= Tolkien research =

Research related to J. R. R. Tolkien

The works of J. R. R. Tolkien have generated a body of research covering many aspects of his fantasy writings. These encompass The Lord of the Rings and The Silmarillion, along with his legendarium that remained unpublished until after his death, and his constructed languages, especially the Elvish languages Quenya and Sindarin. Scholars from different disciplines have examined the linguistic and literary origins of Middle-earth, and have explored many aspects of his writings from Christianity to feminism and race.

== Biographical ==

Biographies of Tolkien have been written by Humphrey Carpenter, with his 1977 J. R. R. Tolkien: A Biography and of Tolkien's wartime years by John Garth with his 2003 Tolkien and the Great War: The Threshold of Middle-earth. Carpenter edited the 1981 The Letters of J. R. R. Tolkien, assisted by Christopher Tolkien. The brief period after the war when Tolkien worked for the OED is detailed in the 2006 book The Ring of Words: Tolkien and the Oxford English Dictionary by Peter Gilliver, Jeremy Marshall and Edmund Weiner.

== On Tolkien's writings ==

=== Institutions ===

A variety of institutions have developed to support Tolkien research. These include The Tolkien Society and The Mythopoeic Society. Tolkien archives are held in the Bodleian Library in Oxford and Marquette University in Milwaukee, Wisconsin.
Publishers of scholarly books on Tolkien include Houghton Mifflin, McFarland Press, Mythopoeic Press, Walking Tree Publishers, Palgrave MacMillan, and Kent State University Press.

=== Journals ===

Early publications on Tolkien's writing were essentially fanzines; some, such as Mythlore, founded in 1969, developed into scholarly peer-reviewed (refereed) technical publications; among the "reputable" journals is Mallorn by the Tolkien Society. Other specialised journals include Tolkien Studies (2004–) and Journal of Tolkien Research (2014–). There are several journals that focus on the literary society The Inklings, of which Tolkien was a member, especially Journal of Inklings Studies (2011–).

=== Conferences===

In 1992, the Tolkien Society and the Mythopoeic Society held a joint conference for the centenary of Tolkien's birth, combining papers that were published in the conference proceedings, with a mixed programme of events over a period of eight days, 17–24 August 1992, in Oxford. The Mythopoeic Society has been holding conferences in the U.S. (and once in Canada) nearly annually since 1970. In recent years some conferences have been virtual.

Omentielva is a European bi-yearly conference on research into Tolkien's invented languages.

=== Fields ===

A large literature examines Tolkien's Middle-earth fantasy fiction from numerous points of view. Some scholars have investigated its philological roots in languages such as Old Norse and Old English. Others have explored its influences from literature of periods from classical and medieval to antiquarian and modern. Many have examined its themes including its poetry, its Christian symbolism, issues of feminism, race, and sexuality, and questions such as Tolkien's theory of sound and language. Others again have studied the literary devices that Tolkien used, such as his use of frame stories, interlacing of narrative, and his intentional creation of an Impression of depth. These are overviewed in Blackwell's 2014 A Companion to J. R. R. Tolkien, which effectively marked his acceptance into the English literary canon.

---*---

### TASK TO CARRY OUT
Print the Tolkien research text from the words "Research related to" and stop after the words "feminism and race.".

Entries from an annotation dataset:
---*---

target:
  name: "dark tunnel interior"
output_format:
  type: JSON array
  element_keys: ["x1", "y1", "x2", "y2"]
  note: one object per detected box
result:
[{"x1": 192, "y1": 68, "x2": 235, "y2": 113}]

---*---

### SOLUTION TO THIS TASK
Research related to J. R. R. Tolkien

The works of J. R. R. Tolkien have generated a body of research covering many aspects of his fantasy writings. These encompass The Lord of the Rings and The Silmarillion, along with his legendarium that remained unpublished until after his death, and his constructed languages, especially the Elvish languages Quenya and Sindarin. Scholars from different disciplines have examined the linguistic and literary origins of Middle-earth, and have explored many aspects of his writings from Christianity to feminism and race.